(Contour labeling lines)
>> start

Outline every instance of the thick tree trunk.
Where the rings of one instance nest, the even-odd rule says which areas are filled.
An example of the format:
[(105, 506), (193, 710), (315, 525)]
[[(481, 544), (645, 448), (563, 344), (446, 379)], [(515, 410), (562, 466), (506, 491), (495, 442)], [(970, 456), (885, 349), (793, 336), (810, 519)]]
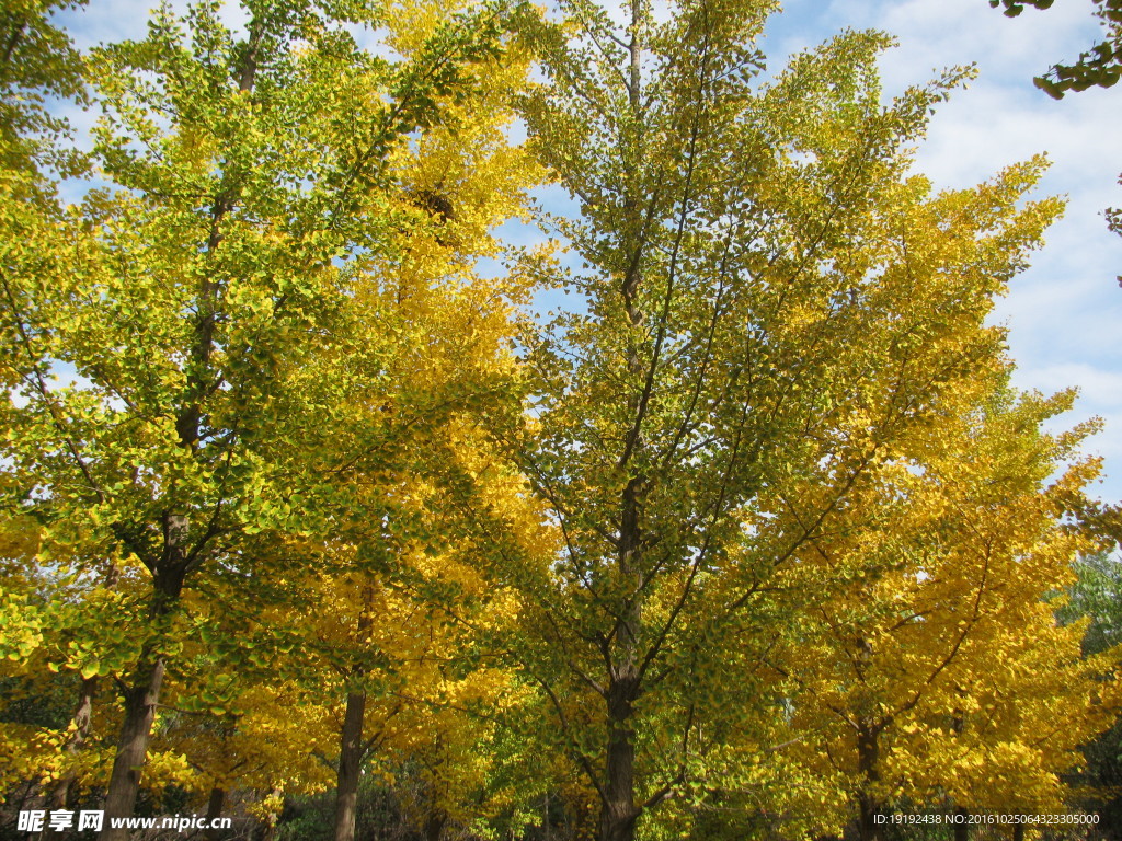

>> end

Exercise goal =>
Copy the lines above word for word, leaving out the picture.

Expected output =>
Outline every instance of the thick tree trunk.
Where the rings of one instance nest, the even-odd rule says which areas are filled.
An example of the format:
[(105, 506), (193, 710), (315, 525)]
[[(481, 544), (645, 448), (563, 344), (446, 379)], [(515, 410), (562, 466), (506, 491), (495, 442)], [(970, 456), (885, 349), (793, 336), (810, 519)]]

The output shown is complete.